**Objetivo 1**
Duplique do texto sobre violência familiar o trecho que começa em "Face a tudo" e segue até "do ambiente familiar.".
**Objetivo 2**
Responda com base no texto sobre violência familiar:
(a) De acordo com o texto, que reações as mulheres costumam desenvolver em níveis elevados?
(b) O que era suposto haver no seio do núcleo familiar?
(c) Na realidade de que famílias a violência doméstica está presente?
**Objetivo 3**
Diga se cada afirmação concorda com o texto sobre violência familiar e cite as palavras que decidem:
(a) O bem-estar emocional das mulheres é pouco afetado pela violência familiar.
(b) As sequelas atingem também quem assiste aos atos de violência.
(c) A violência familiar é considerada uma prática covarde.

Em se tratando das mulheres, são diversas as marcas que a violência familiar deixa na sua vida. Costumando desenvolver elevados níveis de irritabilidade, depressão e até tentativas de suicídio. O seu bem-estar emocional é gravemente afetado, com o desânimo e a tristeza a tornarem-se parte integrante da sua existência.

Face a tudo o que foi referido, constata-se que a violência familiar é uma prática absolutamente covarde, visto que acontece no seio do núcleo familiar, onde era suposto haver carinho, amor e atenção, considerando-se, por conseguinte, o refúgio seguro da família. Contudo, lamentavelmente, a violência doméstica está presente na realidade de inúmeras famílias brasileiras, provocando sequelas irreversíveis tanto para as vítimas como para aqueles que assistem a tais atos, resultando assim na desestruturação do ambiente familiar.

**Lista de dados**
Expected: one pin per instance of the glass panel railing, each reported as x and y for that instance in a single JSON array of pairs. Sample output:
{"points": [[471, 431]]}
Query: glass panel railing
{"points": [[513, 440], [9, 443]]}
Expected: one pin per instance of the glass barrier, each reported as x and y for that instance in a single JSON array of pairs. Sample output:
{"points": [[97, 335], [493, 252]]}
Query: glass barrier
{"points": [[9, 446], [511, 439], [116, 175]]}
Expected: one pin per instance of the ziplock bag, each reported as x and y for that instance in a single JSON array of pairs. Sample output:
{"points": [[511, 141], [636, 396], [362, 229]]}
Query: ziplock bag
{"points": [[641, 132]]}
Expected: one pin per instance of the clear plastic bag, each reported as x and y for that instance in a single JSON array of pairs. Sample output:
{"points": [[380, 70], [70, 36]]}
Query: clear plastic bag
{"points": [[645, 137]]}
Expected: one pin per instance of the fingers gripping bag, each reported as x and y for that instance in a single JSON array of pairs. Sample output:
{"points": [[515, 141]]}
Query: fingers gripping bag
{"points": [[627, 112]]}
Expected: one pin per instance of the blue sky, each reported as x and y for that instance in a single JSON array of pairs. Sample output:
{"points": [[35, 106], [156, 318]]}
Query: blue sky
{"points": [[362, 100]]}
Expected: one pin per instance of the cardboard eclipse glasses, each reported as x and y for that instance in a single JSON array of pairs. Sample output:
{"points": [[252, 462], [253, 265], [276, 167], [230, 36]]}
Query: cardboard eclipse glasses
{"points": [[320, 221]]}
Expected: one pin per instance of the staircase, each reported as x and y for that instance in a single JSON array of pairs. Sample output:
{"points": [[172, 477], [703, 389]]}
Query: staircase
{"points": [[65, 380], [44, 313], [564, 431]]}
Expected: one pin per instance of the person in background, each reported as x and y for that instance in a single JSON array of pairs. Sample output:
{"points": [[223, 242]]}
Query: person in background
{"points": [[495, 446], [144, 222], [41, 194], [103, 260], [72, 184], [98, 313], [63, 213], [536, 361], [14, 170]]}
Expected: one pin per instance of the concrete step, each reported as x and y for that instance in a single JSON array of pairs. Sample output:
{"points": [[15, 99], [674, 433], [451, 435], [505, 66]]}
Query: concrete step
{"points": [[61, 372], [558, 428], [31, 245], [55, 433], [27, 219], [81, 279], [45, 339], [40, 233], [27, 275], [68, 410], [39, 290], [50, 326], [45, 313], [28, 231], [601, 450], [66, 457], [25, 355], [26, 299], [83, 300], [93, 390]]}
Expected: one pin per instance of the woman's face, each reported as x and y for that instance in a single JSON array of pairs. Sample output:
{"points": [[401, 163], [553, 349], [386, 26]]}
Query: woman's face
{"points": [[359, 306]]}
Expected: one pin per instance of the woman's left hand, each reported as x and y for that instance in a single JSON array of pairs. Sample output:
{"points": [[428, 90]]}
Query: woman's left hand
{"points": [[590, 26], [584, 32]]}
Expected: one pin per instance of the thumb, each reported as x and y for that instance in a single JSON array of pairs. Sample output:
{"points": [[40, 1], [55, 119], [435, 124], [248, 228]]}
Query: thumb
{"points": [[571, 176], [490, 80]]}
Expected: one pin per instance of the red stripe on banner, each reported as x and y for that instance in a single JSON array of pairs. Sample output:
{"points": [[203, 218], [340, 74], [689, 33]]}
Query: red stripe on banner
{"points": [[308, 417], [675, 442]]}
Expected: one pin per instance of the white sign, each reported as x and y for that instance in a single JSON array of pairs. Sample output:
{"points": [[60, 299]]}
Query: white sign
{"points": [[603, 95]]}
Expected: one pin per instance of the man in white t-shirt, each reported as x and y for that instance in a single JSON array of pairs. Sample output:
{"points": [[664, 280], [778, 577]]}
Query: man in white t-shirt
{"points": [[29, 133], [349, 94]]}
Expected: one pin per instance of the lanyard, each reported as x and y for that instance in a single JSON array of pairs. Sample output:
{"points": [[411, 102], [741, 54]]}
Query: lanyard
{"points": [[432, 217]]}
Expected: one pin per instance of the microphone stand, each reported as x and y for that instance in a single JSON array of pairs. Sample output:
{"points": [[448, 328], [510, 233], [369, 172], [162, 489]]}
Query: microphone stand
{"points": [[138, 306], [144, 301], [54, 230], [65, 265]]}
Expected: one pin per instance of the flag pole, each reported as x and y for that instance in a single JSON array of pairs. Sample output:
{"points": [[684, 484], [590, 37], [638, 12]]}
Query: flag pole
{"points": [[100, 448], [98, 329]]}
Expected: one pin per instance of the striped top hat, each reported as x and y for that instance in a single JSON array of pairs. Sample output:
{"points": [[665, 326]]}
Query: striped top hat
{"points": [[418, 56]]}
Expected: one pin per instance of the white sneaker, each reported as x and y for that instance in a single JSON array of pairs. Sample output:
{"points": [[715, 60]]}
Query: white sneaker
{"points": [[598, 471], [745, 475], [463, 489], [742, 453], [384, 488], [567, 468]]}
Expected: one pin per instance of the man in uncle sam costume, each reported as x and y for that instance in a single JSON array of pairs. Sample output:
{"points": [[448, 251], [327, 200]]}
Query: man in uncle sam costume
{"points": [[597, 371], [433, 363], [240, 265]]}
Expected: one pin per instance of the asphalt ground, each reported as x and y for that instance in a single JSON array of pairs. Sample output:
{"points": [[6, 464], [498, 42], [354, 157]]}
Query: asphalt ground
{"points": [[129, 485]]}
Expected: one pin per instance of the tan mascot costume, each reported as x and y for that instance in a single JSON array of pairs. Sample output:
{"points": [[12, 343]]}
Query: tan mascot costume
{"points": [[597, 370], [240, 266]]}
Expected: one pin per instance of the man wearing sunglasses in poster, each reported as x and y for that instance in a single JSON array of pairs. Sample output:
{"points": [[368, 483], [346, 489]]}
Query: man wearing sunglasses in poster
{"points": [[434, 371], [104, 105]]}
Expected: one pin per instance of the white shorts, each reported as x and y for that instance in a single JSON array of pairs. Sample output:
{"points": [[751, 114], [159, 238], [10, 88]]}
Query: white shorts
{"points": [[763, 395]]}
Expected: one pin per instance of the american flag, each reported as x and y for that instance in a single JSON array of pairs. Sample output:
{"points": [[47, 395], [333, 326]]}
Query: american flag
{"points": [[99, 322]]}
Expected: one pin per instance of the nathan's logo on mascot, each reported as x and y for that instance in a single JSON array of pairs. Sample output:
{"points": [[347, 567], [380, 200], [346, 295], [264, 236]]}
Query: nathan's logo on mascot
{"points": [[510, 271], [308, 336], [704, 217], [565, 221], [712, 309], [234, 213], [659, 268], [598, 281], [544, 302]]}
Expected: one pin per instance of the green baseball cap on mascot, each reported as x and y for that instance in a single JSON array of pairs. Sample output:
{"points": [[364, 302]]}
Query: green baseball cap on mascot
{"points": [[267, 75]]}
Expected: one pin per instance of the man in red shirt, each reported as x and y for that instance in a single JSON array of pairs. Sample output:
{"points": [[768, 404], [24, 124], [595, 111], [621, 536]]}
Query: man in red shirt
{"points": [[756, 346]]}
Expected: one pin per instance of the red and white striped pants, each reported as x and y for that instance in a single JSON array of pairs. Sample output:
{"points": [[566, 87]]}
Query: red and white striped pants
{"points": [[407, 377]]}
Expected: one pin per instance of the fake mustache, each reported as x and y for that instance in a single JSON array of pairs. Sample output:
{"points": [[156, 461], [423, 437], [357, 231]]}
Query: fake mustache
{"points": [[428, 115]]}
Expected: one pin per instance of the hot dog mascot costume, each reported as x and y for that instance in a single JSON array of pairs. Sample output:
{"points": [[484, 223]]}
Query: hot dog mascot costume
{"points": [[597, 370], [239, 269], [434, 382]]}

**Resposta completa 1**
Face a tudo o que foi referido, constata-se que a violência familiar é uma prática absolutamente covarde, visto que acontece no seio do núcleo familiar, onde era suposto haver carinho, amor e atenção, considerando-se, por conseguinte, o refúgio seguro da família. Contudo, lamentavelmente, a violência doméstica está presente na realidade de inúmeras famílias brasileiras, provocando sequelas irreversíveis tanto para as vítimas como para aqueles que assistem a tais atos, resultando assim na desestruturação do ambiente familiar.

**Resposta completa 2**
(a) Irritabilidade e depressão; o texto acrescenta que pode haver até tentativas de suicídio.
(b) Carinho, amor e atenção.
(c) De inúmeras famílias brasileiras.

**Resposta completa 3**
(a) Não: "O seu bem-estar emocional é gravemente afetado".
(b) Sim: "provocando sequelas irreversíveis tanto para as vítimas como para aqueles que assistem a tais atos".
(c) Sim: "a violência familiar é uma prática absolutamente covarde".